*** Opening of Working data ***

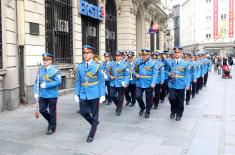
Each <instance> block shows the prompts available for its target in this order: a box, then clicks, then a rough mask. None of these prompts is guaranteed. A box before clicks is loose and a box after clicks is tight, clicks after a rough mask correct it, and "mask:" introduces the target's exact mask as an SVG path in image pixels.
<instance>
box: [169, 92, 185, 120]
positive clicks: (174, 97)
mask: <svg viewBox="0 0 235 155" xmlns="http://www.w3.org/2000/svg"><path fill="white" fill-rule="evenodd" d="M184 96H185V89H174V88H169V101H170V104H171V113H174V114H176V115H177V116H179V117H182V115H183V112H184Z"/></svg>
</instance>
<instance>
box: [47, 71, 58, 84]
mask: <svg viewBox="0 0 235 155" xmlns="http://www.w3.org/2000/svg"><path fill="white" fill-rule="evenodd" d="M60 84H61V75H60V70H58V71H57V73H56V74H55V75H54V79H53V81H52V82H48V83H46V88H53V87H58V86H59V85H60Z"/></svg>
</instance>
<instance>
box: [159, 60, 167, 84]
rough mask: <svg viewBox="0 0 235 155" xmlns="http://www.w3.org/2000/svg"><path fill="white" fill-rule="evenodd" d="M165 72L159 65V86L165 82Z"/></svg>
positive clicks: (163, 69)
mask: <svg viewBox="0 0 235 155" xmlns="http://www.w3.org/2000/svg"><path fill="white" fill-rule="evenodd" d="M165 73H166V71H165V68H164V67H163V66H162V64H161V66H160V75H161V84H163V83H164V81H165V78H166V77H165V76H166V74H165Z"/></svg>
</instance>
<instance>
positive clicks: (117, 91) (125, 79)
mask: <svg viewBox="0 0 235 155" xmlns="http://www.w3.org/2000/svg"><path fill="white" fill-rule="evenodd" d="M115 56H116V61H113V62H111V63H110V65H109V67H108V68H109V70H108V76H109V77H110V79H111V81H110V94H111V98H112V100H113V102H114V104H115V105H116V107H117V108H116V116H120V115H121V112H122V108H123V100H124V94H125V88H127V86H128V84H129V79H130V73H129V69H128V66H127V64H126V63H125V62H124V61H123V60H122V56H123V52H121V51H117V52H116V55H115Z"/></svg>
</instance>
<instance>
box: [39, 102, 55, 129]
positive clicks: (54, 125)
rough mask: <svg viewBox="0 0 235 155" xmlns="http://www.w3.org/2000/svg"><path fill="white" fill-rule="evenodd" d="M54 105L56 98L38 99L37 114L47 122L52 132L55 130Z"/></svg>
mask: <svg viewBox="0 0 235 155" xmlns="http://www.w3.org/2000/svg"><path fill="white" fill-rule="evenodd" d="M56 103H57V98H42V97H40V98H39V112H40V113H41V114H42V116H43V117H44V118H45V119H46V120H47V122H48V124H49V128H50V129H51V130H53V131H55V130H56ZM48 108H49V111H48Z"/></svg>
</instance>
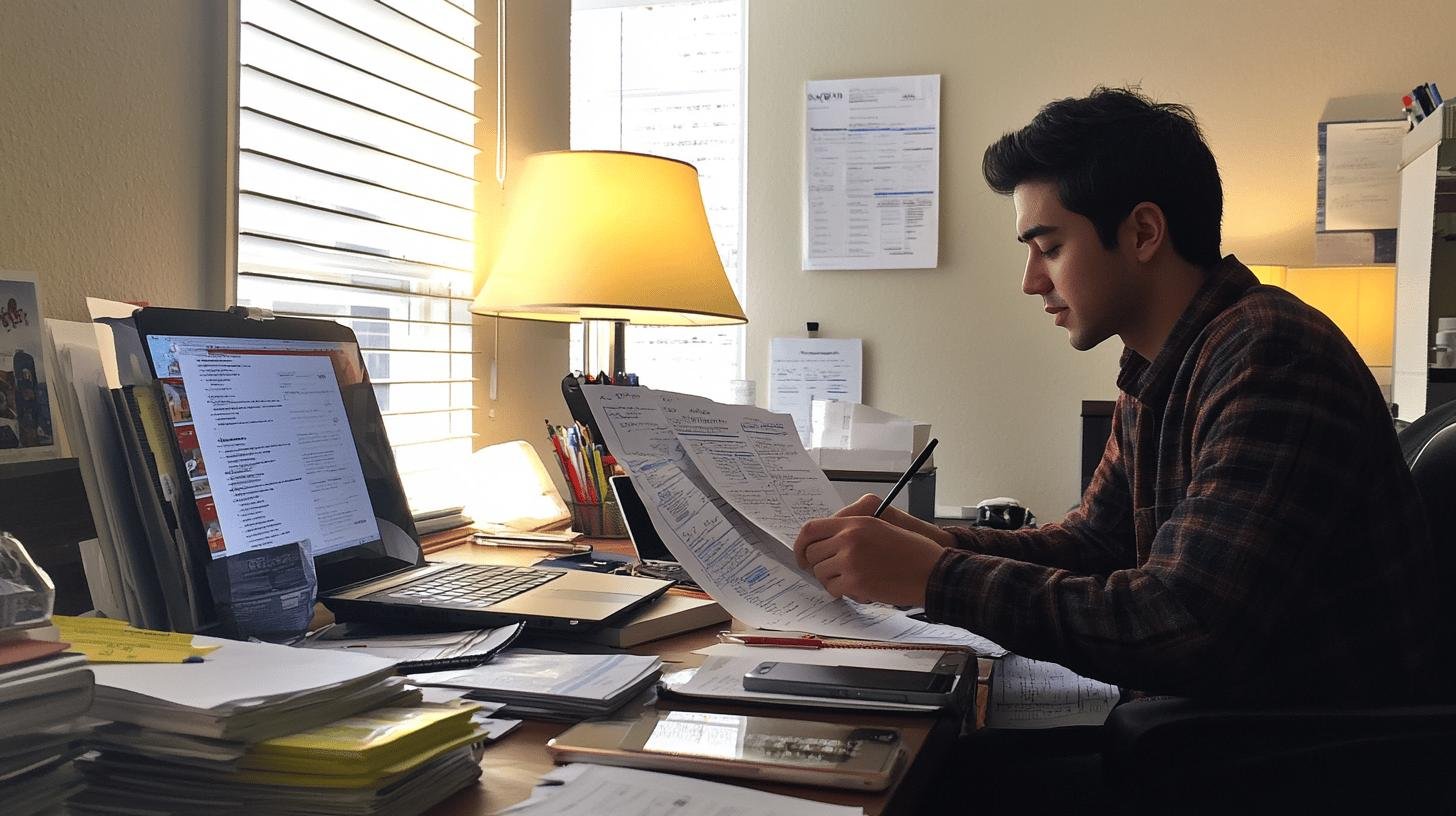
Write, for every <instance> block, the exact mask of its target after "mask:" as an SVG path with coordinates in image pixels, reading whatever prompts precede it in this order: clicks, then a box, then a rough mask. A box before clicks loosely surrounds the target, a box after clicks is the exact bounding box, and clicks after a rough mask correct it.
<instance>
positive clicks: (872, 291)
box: [745, 0, 1456, 517]
mask: <svg viewBox="0 0 1456 816" xmlns="http://www.w3.org/2000/svg"><path fill="white" fill-rule="evenodd" d="M1412 20H1424V23H1423V25H1420V26H1417V28H1418V29H1421V31H1437V29H1441V28H1450V25H1452V23H1453V22H1456V6H1452V4H1450V3H1449V1H1439V0H1425V1H1417V0H1392V1H1386V3H1367V1H1357V0H1341V1H1332V0H1306V1H1254V0H1248V1H1214V3H1208V1H1206V0H1197V1H1195V0H1169V1H1165V3H1147V1H1146V0H1098V1H1095V3H1088V1H1083V0H1056V1H1051V0H1044V1H1037V0H1022V1H1016V3H1006V1H1000V0H894V1H891V0H750V4H748V220H747V230H748V233H747V262H745V267H747V272H748V303H747V310H748V319H750V323H748V369H750V374H748V376H751V377H754V379H757V380H760V382H763V380H764V379H766V361H767V348H769V340H770V338H772V337H775V335H785V334H798V332H801V331H802V328H804V322H805V321H820V322H821V328H823V329H824V331H823V334H824V335H827V337H862V338H865V383H866V392H865V398H866V401H868V402H871V404H874V405H877V407H881V408H887V409H890V411H898V412H904V414H910V415H914V417H919V418H923V420H929V421H932V423H933V424H935V425H936V428H939V436H941V447H939V449H938V450H936V456H935V458H936V462H938V465H939V468H941V471H939V500H941V503H951V504H954V503H965V504H970V503H974V501H977V500H980V498H986V497H992V495H1002V494H1008V495H1015V497H1018V498H1022V500H1024V501H1028V503H1029V504H1031V507H1032V509H1034V510H1035V511H1038V513H1040V514H1041V516H1042V517H1059V516H1060V514H1061V513H1063V511H1064V510H1066V509H1067V507H1069V506H1070V504H1072V503H1075V501H1076V498H1077V484H1079V481H1077V472H1079V463H1077V462H1079V453H1077V452H1079V423H1080V418H1079V414H1080V401H1082V399H1111V398H1112V396H1115V386H1114V385H1112V379H1114V376H1115V370H1117V356H1118V353H1120V351H1121V348H1120V344H1118V342H1117V341H1115V338H1114V340H1112V341H1109V342H1107V344H1104V345H1102V347H1101V348H1098V350H1095V351H1092V353H1085V354H1083V353H1077V351H1073V350H1072V348H1070V347H1069V345H1067V342H1066V332H1063V331H1061V329H1057V328H1054V326H1053V325H1051V322H1050V319H1048V318H1047V315H1045V313H1042V310H1041V305H1040V302H1038V300H1037V299H1034V297H1028V296H1024V294H1021V291H1019V289H1021V270H1022V264H1024V261H1025V256H1024V251H1022V249H1021V248H1019V245H1018V243H1016V242H1015V240H1013V238H1012V216H1013V213H1012V207H1010V203H1009V201H1008V200H1005V198H1000V197H997V195H994V194H992V192H990V191H987V189H986V185H984V182H983V181H981V176H980V162H981V153H983V150H984V147H986V146H987V144H989V143H990V141H993V140H994V138H996V137H997V136H1000V134H1002V133H1003V131H1008V130H1013V128H1018V127H1021V125H1024V124H1025V122H1026V121H1029V119H1031V117H1032V115H1035V112H1037V109H1038V106H1040V105H1041V103H1044V102H1047V101H1050V99H1056V98H1061V96H1075V95H1083V93H1086V92H1088V90H1089V89H1091V87H1092V86H1095V85H1098V83H1104V85H1125V83H1142V86H1143V89H1144V90H1146V92H1147V93H1150V95H1152V96H1155V98H1159V99H1168V101H1178V102H1184V103H1188V105H1190V106H1192V109H1194V112H1195V114H1197V115H1198V118H1200V121H1201V122H1203V125H1204V131H1206V136H1207V138H1208V143H1210V146H1211V147H1213V152H1214V154H1216V156H1217V159H1219V166H1220V169H1222V173H1223V184H1224V194H1226V204H1224V213H1226V214H1224V232H1223V235H1224V252H1235V254H1238V255H1239V256H1241V258H1243V259H1245V261H1278V262H1290V264H1307V262H1312V261H1313V217H1315V184H1316V146H1315V128H1316V122H1318V121H1319V115H1321V111H1322V109H1324V106H1325V102H1326V101H1328V99H1329V98H1332V96H1354V95H1366V93H1385V95H1388V96H1389V98H1390V105H1392V111H1395V112H1399V109H1398V99H1399V93H1401V92H1402V90H1404V89H1409V87H1411V86H1412V85H1415V83H1417V82H1427V80H1436V82H1440V83H1444V85H1453V86H1456V51H1453V50H1449V48H1437V47H1434V45H1428V47H1418V44H1420V42H1423V41H1425V39H1427V38H1423V36H1420V35H1417V34H1412V28H1411V26H1412ZM929 73H939V74H941V76H942V102H941V117H942V137H941V149H942V154H941V156H942V157H941V184H942V204H941V265H939V268H936V270H919V271H836V272H805V271H799V236H798V230H799V195H801V192H799V189H801V188H799V178H801V154H802V119H804V103H802V93H801V92H802V83H804V82H805V80H811V79H847V77H859V76H897V74H929ZM1453 89H1456V87H1453ZM761 388H763V386H760V389H761Z"/></svg>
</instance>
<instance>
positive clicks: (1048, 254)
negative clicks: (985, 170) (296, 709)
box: [1012, 181, 1140, 351]
mask: <svg viewBox="0 0 1456 816" xmlns="http://www.w3.org/2000/svg"><path fill="white" fill-rule="evenodd" d="M1012 203H1013V204H1015V205H1016V236H1018V238H1016V239H1018V240H1021V242H1022V243H1025V245H1026V272H1025V275H1024V277H1022V281H1021V290H1022V291H1025V293H1026V294H1037V296H1041V302H1042V305H1044V306H1045V309H1047V312H1048V313H1050V315H1053V321H1054V322H1056V323H1057V325H1059V326H1063V328H1064V329H1067V335H1069V341H1070V342H1072V347H1073V348H1076V350H1079V351H1086V350H1088V348H1092V347H1095V345H1096V344H1099V342H1102V341H1104V340H1107V338H1109V337H1112V335H1114V334H1118V332H1120V331H1123V328H1125V326H1127V325H1128V318H1130V316H1133V315H1136V313H1137V310H1139V302H1140V297H1139V291H1137V287H1136V286H1134V274H1133V272H1134V267H1133V265H1131V258H1127V256H1125V254H1124V252H1121V251H1120V249H1121V248H1123V246H1125V245H1127V243H1128V240H1121V242H1120V243H1118V249H1107V248H1104V246H1102V240H1101V239H1099V238H1098V235H1096V227H1093V226H1092V221H1091V220H1089V219H1088V217H1086V216H1079V214H1077V213H1073V211H1070V210H1067V208H1066V207H1063V205H1061V200H1060V198H1059V197H1057V187H1056V184H1053V182H1045V181H1037V182H1025V184H1019V185H1016V189H1015V191H1012ZM1118 238H1123V236H1121V233H1120V236H1118Z"/></svg>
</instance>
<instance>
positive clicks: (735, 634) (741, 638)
mask: <svg viewBox="0 0 1456 816" xmlns="http://www.w3.org/2000/svg"><path fill="white" fill-rule="evenodd" d="M718 641H719V643H737V644H741V646H778V647H780V648H894V650H898V651H970V648H968V647H964V646H952V644H930V643H887V641H878V640H849V638H821V637H815V635H795V634H782V635H766V634H759V632H718Z"/></svg>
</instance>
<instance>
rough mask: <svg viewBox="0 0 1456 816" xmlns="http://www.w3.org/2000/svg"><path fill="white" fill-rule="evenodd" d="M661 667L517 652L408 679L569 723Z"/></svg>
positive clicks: (636, 657) (653, 677) (478, 698)
mask: <svg viewBox="0 0 1456 816" xmlns="http://www.w3.org/2000/svg"><path fill="white" fill-rule="evenodd" d="M661 670H662V663H661V662H660V660H658V659H657V657H642V656H636V654H558V653H549V651H542V653H537V651H526V650H521V651H510V653H505V654H502V656H501V657H496V659H495V660H492V662H491V663H486V664H485V666H476V667H475V669H466V670H462V672H428V673H422V675H414V676H411V682H414V683H418V685H424V686H447V688H457V689H469V697H470V698H475V699H494V701H498V702H504V704H505V708H502V710H501V714H505V715H515V717H526V718H533V720H565V721H571V720H584V718H587V717H604V715H607V714H610V713H613V711H616V710H617V708H620V707H622V705H623V704H625V702H626V701H628V699H632V698H633V697H636V694H638V692H641V691H642V689H645V688H646V686H649V685H651V683H652V682H654V680H657V678H658V675H660V673H661Z"/></svg>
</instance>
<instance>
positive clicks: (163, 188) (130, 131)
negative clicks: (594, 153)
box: [0, 0, 571, 456]
mask: <svg viewBox="0 0 1456 816" xmlns="http://www.w3.org/2000/svg"><path fill="white" fill-rule="evenodd" d="M479 6H480V12H479V15H478V16H479V19H480V28H479V29H478V38H479V47H480V52H482V57H480V60H479V63H478V66H476V74H478V76H476V80H478V83H479V85H480V96H479V99H478V108H479V111H480V119H482V121H480V127H479V130H478V136H479V138H478V143H479V144H480V146H482V156H480V163H479V173H478V175H479V178H480V179H482V182H480V187H479V198H478V208H479V213H480V219H479V226H478V256H479V258H480V259H482V262H483V261H485V259H488V258H489V256H491V251H492V246H494V242H495V227H496V224H498V223H499V213H501V207H502V205H504V203H505V198H507V195H505V194H504V192H502V191H501V189H499V188H496V185H495V181H494V176H495V147H494V146H495V96H496V90H495V3H489V1H482V3H480V4H479ZM227 7H229V3H227V1H224V0H207V1H202V0H0V111H3V115H0V270H4V268H9V270H31V271H36V272H39V275H41V286H42V297H44V302H45V303H44V305H45V310H47V313H48V315H50V316H55V318H64V319H73V321H74V319H87V315H86V303H84V297H86V296H98V297H112V299H122V300H149V302H151V303H156V305H165V306H183V307H220V306H223V305H224V300H226V296H224V290H223V284H224V272H223V261H221V252H223V251H224V248H226V243H227V242H229V240H230V238H229V235H227V229H226V226H224V221H223V214H221V208H223V205H226V203H227V182H226V173H227V170H226V159H227V156H226V138H224V137H226V133H224V128H226V118H227V95H226V83H227V71H226V68H227V66H226V60H227V58H226V51H224V47H223V44H224V42H226V35H227V13H226V12H227ZM569 15H571V3H569V0H540V1H537V0H533V1H530V3H520V1H517V3H513V4H511V13H510V34H511V47H510V48H508V50H507V54H508V58H510V63H511V64H510V68H508V73H507V76H508V90H507V93H508V99H507V101H508V109H510V124H508V128H507V133H508V156H510V170H511V172H515V170H517V169H518V166H520V160H521V159H523V157H524V156H526V154H527V153H531V152H536V150H555V149H562V147H566V144H568V138H569V128H568V112H569V96H568V79H569V70H568V60H569V55H571V48H569V45H568V44H569V20H571V17H569ZM507 188H508V187H507ZM475 329H476V331H475V334H476V350H478V351H479V353H480V354H479V357H478V364H476V376H478V377H479V380H480V383H479V386H478V389H476V401H475V402H476V405H479V407H480V411H479V412H478V415H476V430H478V433H479V434H480V439H479V440H478V443H479V444H489V443H495V442H504V440H510V439H527V440H531V442H533V443H540V442H543V439H545V437H543V434H542V427H540V424H542V417H550V418H552V420H553V421H558V423H561V421H565V420H566V411H565V405H563V404H562V399H561V389H559V385H558V383H559V379H561V374H562V373H563V372H561V367H562V364H561V361H562V360H565V358H566V344H568V337H566V328H565V326H561V325H547V323H526V322H520V321H502V325H501V329H499V341H501V348H499V353H498V360H499V386H501V388H499V401H495V402H492V401H489V398H488V391H486V380H488V377H489V360H491V354H492V351H494V345H495V340H494V338H495V332H494V326H492V322H491V321H489V319H483V318H480V319H476V325H475ZM547 456H549V453H547Z"/></svg>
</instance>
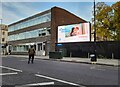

*** Close of Working data ***

§ **Exercise details**:
Restate everything from the start of the items down to the line containing "positive clicks: (174, 97)" as a numbered list, one line per entry and no blank lines. Leave out the pictures.

§ **Task output**:
1. Each <instance> block shows the prompts available for its target in this order: a box, then clicks, then a rough mask. None of these prompts is guaranteed. A box before clicks is loose and a box after clicks is tight, clicks after a rough mask correct it, and "mask:" introduces the target's exact mask as an SVG path in image pixels.
2. <instance>
3. box: [169, 92, 185, 120]
4. positive clicks: (174, 97)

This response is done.